**Source data**

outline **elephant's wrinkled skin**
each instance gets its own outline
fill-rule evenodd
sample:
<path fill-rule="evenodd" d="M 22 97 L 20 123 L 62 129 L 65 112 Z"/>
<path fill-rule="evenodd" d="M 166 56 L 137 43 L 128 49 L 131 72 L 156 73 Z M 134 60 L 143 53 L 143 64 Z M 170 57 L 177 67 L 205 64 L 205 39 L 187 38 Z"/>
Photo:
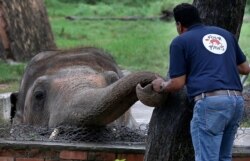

**Your task**
Your task is to report how many lines of the material include the string "outline". Give the number and no other words.

**Written solution**
2